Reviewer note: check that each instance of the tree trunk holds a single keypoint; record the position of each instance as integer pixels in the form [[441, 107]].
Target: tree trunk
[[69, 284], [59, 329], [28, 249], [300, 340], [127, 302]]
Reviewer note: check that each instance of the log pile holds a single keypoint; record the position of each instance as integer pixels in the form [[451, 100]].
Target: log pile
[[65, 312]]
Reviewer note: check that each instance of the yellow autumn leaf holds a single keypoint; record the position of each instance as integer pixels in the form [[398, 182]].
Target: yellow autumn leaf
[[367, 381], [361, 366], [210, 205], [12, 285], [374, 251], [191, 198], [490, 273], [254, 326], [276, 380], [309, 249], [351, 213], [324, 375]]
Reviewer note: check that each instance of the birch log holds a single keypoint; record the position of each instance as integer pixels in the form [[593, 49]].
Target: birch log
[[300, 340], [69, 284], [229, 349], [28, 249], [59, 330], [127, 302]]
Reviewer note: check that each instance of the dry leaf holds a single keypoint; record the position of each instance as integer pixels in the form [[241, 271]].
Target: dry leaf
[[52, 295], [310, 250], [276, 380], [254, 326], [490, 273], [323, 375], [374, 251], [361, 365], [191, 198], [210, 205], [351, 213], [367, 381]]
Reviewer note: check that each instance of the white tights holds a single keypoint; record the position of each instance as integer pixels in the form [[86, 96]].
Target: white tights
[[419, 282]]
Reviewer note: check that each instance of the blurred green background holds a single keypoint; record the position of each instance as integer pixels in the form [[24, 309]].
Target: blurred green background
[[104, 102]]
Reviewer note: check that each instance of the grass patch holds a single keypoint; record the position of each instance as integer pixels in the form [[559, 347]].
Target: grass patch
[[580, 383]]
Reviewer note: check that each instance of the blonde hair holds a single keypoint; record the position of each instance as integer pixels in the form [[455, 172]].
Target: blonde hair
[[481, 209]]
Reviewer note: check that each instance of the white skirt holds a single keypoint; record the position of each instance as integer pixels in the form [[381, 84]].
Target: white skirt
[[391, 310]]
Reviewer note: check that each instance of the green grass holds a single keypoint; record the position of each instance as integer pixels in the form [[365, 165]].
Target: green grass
|---|
### Given task
Copy out all of the material above word for word, leaving every line unchanged.

### Exercise answer
Reviewer note: check that each instance of the tree trunk holds a single keypoint; record the position of each instance as integer pixels in the form [[441, 107]].
Target: tree trunk
[[69, 284], [59, 329], [28, 249], [300, 340], [127, 302]]
Reviewer note: check that each instance of the log pile holds a single keypoint; record the position of each instance as integer pixels in the form [[451, 100]].
Target: log pile
[[65, 312]]
Reviewer note: check that each instance of the yellow autumn leaf holds a single keypoint; record the position of each instance as integer pixels in the form [[398, 182]].
Target: yellow autumn leaf
[[367, 381], [361, 366], [210, 205], [12, 285], [374, 251], [191, 198], [490, 273], [254, 326], [276, 380], [309, 249], [351, 213], [324, 375]]
Reviewer note: check that each instance of the birch log holds a single keypoint; record the position of each instance as integer pixels in the form [[593, 49]].
Target: birch log
[[300, 340], [69, 284], [229, 349], [28, 249], [59, 330], [127, 302]]
Reviewer note: check that each instance of the dry leaf holds a single keypoint; record the position of each instance as integer pixels in the form [[241, 271]].
Target: dry leaf
[[52, 295], [310, 250], [276, 380], [254, 326], [490, 273], [323, 375], [374, 251], [361, 365], [191, 198], [210, 205], [351, 213], [367, 381]]
Reviewer note: check that each instance of the white tights holds a single keypoint; record the position of each instance as integer pixels in the form [[86, 96]].
Target: white tights
[[419, 282]]
Reviewer note: check that each instance of the blurred green background holds a single keypoint; record the position of each instance as integer pixels in the form [[24, 309]].
Target: blurred green background
[[104, 102]]
Reviewer note: check that each instance of the grass patch holds a single keypoint; record the position of each instance as integer pixels in the form [[559, 347]].
Target: grass patch
[[580, 383]]
Reviewer note: check that each instance of the blonde hair holds a single keypoint; record the position of each instance as integer pixels in the form [[455, 172]].
Target: blonde hair
[[481, 209]]
Reviewer note: check that each instance of the white skirt holds a single keypoint; record the position of each instance as integer pixels in the form [[381, 84]].
Target: white skirt
[[391, 310]]
Reviewer note: check that each instance of the green grass holds a single keypoint; record the position of each instance as integer pixels in the form [[365, 165]].
Target: green grass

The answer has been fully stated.